- **WHAT TO PRODUCE**
Output the records exactly. Include every line.

- **Records from a collection**

==============================

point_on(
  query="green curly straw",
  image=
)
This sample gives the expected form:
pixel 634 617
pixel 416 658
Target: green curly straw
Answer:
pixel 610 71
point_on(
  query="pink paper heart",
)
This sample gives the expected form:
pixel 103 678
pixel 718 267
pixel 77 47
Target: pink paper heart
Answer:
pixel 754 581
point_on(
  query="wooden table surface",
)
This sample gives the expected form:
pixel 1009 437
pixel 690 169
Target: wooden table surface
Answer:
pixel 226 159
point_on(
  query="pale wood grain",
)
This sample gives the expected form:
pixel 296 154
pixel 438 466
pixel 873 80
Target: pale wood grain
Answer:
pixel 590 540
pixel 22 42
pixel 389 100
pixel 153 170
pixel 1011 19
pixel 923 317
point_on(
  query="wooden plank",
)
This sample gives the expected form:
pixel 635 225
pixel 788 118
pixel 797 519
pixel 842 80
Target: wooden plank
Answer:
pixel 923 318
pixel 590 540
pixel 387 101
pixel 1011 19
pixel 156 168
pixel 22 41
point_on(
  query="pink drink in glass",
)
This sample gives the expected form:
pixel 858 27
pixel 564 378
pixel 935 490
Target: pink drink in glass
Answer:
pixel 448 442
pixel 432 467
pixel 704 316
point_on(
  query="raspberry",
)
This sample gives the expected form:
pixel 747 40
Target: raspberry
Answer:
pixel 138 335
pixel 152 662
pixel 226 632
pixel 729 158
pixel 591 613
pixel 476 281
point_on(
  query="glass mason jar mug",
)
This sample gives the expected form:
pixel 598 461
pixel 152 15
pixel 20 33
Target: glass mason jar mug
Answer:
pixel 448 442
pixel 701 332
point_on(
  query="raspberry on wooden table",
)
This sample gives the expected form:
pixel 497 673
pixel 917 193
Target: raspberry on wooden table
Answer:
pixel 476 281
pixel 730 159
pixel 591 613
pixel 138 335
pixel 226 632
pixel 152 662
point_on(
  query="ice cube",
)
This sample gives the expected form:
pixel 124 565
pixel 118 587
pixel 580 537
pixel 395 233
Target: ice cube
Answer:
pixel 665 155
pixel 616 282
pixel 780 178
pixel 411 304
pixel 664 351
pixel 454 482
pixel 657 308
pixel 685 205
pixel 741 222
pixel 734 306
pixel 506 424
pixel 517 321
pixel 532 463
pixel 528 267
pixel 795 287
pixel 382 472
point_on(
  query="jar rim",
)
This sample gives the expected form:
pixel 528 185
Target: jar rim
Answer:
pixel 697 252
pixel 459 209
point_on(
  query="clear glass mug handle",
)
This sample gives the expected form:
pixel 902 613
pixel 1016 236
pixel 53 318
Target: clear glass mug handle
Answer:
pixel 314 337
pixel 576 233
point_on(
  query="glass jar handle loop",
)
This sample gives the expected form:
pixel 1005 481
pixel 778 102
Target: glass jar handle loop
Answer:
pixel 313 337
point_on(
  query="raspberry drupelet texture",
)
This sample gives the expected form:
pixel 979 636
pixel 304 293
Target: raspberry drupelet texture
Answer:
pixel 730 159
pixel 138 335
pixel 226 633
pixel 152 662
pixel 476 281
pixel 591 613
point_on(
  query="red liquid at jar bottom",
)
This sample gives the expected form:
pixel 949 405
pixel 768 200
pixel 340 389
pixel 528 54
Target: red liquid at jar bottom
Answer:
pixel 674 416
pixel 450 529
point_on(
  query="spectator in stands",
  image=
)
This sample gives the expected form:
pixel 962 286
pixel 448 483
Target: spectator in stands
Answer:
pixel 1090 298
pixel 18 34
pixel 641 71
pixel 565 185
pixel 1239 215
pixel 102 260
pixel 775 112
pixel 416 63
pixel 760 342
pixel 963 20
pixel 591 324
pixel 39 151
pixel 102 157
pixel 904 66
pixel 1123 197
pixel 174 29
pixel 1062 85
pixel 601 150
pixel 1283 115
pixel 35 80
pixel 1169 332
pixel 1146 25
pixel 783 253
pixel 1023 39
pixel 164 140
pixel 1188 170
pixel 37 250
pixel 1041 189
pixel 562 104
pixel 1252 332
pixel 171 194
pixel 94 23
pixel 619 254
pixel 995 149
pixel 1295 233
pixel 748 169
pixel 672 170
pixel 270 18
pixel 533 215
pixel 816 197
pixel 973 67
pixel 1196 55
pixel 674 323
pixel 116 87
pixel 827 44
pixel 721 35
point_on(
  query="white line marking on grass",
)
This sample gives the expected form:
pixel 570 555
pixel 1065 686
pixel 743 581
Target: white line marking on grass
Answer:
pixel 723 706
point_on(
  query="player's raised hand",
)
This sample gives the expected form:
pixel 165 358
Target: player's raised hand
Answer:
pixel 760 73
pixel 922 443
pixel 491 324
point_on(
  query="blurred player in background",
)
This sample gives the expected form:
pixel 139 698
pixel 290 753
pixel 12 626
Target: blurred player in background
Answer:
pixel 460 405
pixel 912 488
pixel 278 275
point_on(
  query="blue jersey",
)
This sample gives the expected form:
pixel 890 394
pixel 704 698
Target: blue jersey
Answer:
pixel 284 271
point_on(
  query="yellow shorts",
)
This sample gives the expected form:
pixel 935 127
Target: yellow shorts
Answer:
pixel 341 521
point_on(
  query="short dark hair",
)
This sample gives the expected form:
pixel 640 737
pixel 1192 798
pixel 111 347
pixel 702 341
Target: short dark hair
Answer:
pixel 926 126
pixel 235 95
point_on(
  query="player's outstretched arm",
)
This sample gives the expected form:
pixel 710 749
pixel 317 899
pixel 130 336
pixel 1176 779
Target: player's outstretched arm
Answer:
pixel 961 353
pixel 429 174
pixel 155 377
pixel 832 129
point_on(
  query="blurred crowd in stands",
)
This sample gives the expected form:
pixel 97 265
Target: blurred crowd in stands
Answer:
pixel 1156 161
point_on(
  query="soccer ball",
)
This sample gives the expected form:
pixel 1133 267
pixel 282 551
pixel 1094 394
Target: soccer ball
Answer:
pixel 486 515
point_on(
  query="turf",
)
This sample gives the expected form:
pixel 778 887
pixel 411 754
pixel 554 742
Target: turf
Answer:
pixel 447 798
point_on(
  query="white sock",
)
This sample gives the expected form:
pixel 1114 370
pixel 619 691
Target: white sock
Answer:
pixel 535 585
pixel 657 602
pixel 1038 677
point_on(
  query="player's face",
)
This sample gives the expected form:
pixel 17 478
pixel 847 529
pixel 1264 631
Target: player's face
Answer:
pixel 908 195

==============================

- **EXERCISE OUTPUT**
point_on(
  query="green curly straw",
  image=
)
This sample gives the expected form:
pixel 634 617
pixel 416 658
Target: green curly straw
Answer:
pixel 610 71
point_on(
  query="pink paper heart",
)
This sample gives the expected form:
pixel 103 678
pixel 718 267
pixel 77 47
Target: pink paper heart
Answer:
pixel 754 581
point_on(
  query="wooden table surface",
)
This sample gives the expected form:
pixel 1009 437
pixel 690 169
Target: wooden table surface
Answer:
pixel 226 159
point_on(
  query="pale wood grain",
)
This sample gives the expected form:
pixel 296 154
pixel 438 466
pixel 873 80
Target: pale wood grain
Answer:
pixel 590 540
pixel 22 42
pixel 389 100
pixel 153 170
pixel 1011 19
pixel 923 317
point_on(
  query="wooden plank",
)
This sample gives the expected form:
pixel 635 225
pixel 788 118
pixel 797 519
pixel 842 80
Target: wooden plank
Answer:
pixel 923 318
pixel 590 540
pixel 387 101
pixel 1011 19
pixel 156 168
pixel 22 41
point_on(
  query="pink drink in glass",
)
This sample gives the expected form:
pixel 858 27
pixel 564 378
pixel 935 490
Target: pink drink in glass
Answer:
pixel 448 442
pixel 432 467
pixel 704 316
point_on(
  query="raspberry",
)
This sample gives the expected form:
pixel 747 40
Target: raspberry
Answer:
pixel 138 335
pixel 152 662
pixel 226 632
pixel 729 158
pixel 591 613
pixel 476 281
point_on(
  query="glass mason jar mug",
)
This sample gives the expected form:
pixel 598 461
pixel 152 15
pixel 20 33
Target: glass mason jar mug
Answer:
pixel 448 442
pixel 701 332
point_on(
  query="raspberry on wooden table",
)
This sample gives the expected form:
pixel 497 673
pixel 917 193
Target: raspberry on wooden table
Answer:
pixel 476 281
pixel 730 159
pixel 591 613
pixel 138 335
pixel 226 632
pixel 152 662
point_on(
  query="ice cube",
)
This sample gives the expected form:
pixel 124 565
pixel 118 587
pixel 580 537
pixel 395 233
Target: ice cube
Answer:
pixel 665 155
pixel 616 282
pixel 780 178
pixel 411 304
pixel 664 351
pixel 454 482
pixel 657 308
pixel 685 205
pixel 741 222
pixel 734 306
pixel 506 424
pixel 517 321
pixel 532 463
pixel 528 267
pixel 795 287
pixel 382 472
point_on(
  query="jar rim",
)
This sample gives the expected form:
pixel 528 185
Target: jar rim
Answer:
pixel 697 252
pixel 459 209
point_on(
  query="clear glass mug handle",
)
This sample gives the expected form:
pixel 902 613
pixel 1016 236
pixel 53 318
Target: clear glass mug handle
Answer:
pixel 314 337
pixel 576 233
point_on(
  query="glass jar handle loop",
)
This sample gives the expected form:
pixel 1005 481
pixel 778 102
Target: glass jar handle loop
Answer:
pixel 313 337
point_on(
  query="raspberry drupelet texture",
)
This sample gives the expected form:
pixel 979 636
pixel 304 293
Target: raspberry drupelet texture
Answer:
pixel 730 159
pixel 138 335
pixel 226 633
pixel 152 662
pixel 476 281
pixel 591 613
point_on(
  query="red liquid at jar bottom",
)
This sample gives the expected form:
pixel 949 405
pixel 768 200
pixel 340 389
pixel 528 54
Target: red liquid at jar bottom
Answer:
pixel 674 416
pixel 450 529
point_on(
  query="spectator in stands",
  image=
)
This sample gives the expected form:
pixel 962 286
pixel 448 483
Target: spectator in stands
Answer:
pixel 1090 298
pixel 18 34
pixel 641 71
pixel 565 185
pixel 1239 215
pixel 102 260
pixel 775 112
pixel 416 63
pixel 760 342
pixel 963 20
pixel 591 324
pixel 39 151
pixel 102 157
pixel 904 66
pixel 1123 197
pixel 174 29
pixel 1062 85
pixel 601 150
pixel 1283 115
pixel 35 80
pixel 1169 332
pixel 1146 25
pixel 783 253
pixel 1023 39
pixel 164 140
pixel 1188 170
pixel 37 250
pixel 1041 189
pixel 562 104
pixel 1252 332
pixel 171 194
pixel 94 23
pixel 619 254
pixel 995 149
pixel 1295 233
pixel 748 169
pixel 672 170
pixel 270 18
pixel 533 215
pixel 816 197
pixel 973 67
pixel 1196 55
pixel 674 323
pixel 116 87
pixel 827 44
pixel 721 35
point_on(
  query="white line marking on grass",
)
This sample gives the expected form:
pixel 570 555
pixel 1065 686
pixel 743 581
Target: white line marking on grass
Answer:
pixel 723 706
point_on(
  query="player's raised hand",
)
This sample gives the expected form:
pixel 165 358
Target: player's raised hand
Answer:
pixel 760 73
pixel 922 443
pixel 491 324
point_on(
  query="blurred player in background",
)
This sample gives the expected form:
pixel 139 698
pixel 290 753
pixel 12 626
Target: blurred player in background
Answer:
pixel 460 405
pixel 912 488
pixel 278 275
point_on(
  query="blue jersey",
)
This sample gives the expected form:
pixel 890 394
pixel 704 698
Target: blue jersey
Answer:
pixel 284 271
point_on(
  query="yellow shorts",
)
This sample gives the expected form:
pixel 935 127
Target: yellow shorts
Answer:
pixel 341 521
point_on(
  query="short dark hair",
)
This sample gives the expected form:
pixel 640 737
pixel 1192 798
pixel 111 347
pixel 702 341
Target: short dark hair
Answer:
pixel 926 126
pixel 235 95
point_on(
  query="player's outstretched arm",
)
This sample gives the expected form:
pixel 710 749
pixel 317 899
pixel 130 336
pixel 1176 779
Target: player's outstretched arm
Answer:
pixel 961 353
pixel 429 174
pixel 155 377
pixel 832 129
point_on(
  query="blurred crowd in stands",
)
This sample gives the expected form:
pixel 97 265
Target: blurred crowd in stands
Answer:
pixel 1156 161
point_on(
  query="soccer ball",
)
This sample gives the expected form:
pixel 1133 267
pixel 282 551
pixel 1094 394
Target: soccer ball
Answer:
pixel 486 515
point_on(
  query="turf",
)
This sample gives the expected form:
pixel 778 887
pixel 411 754
pixel 554 742
Target: turf
Answer:
pixel 447 798
point_on(
  query="white sock",
)
This sample gives the expected form:
pixel 1114 370
pixel 619 691
Target: white sock
Answer:
pixel 535 585
pixel 657 602
pixel 1038 677
point_on(
  query="player's face",
)
This sample gives the expected form:
pixel 17 478
pixel 847 529
pixel 1264 631
Target: player's face
Answer:
pixel 908 195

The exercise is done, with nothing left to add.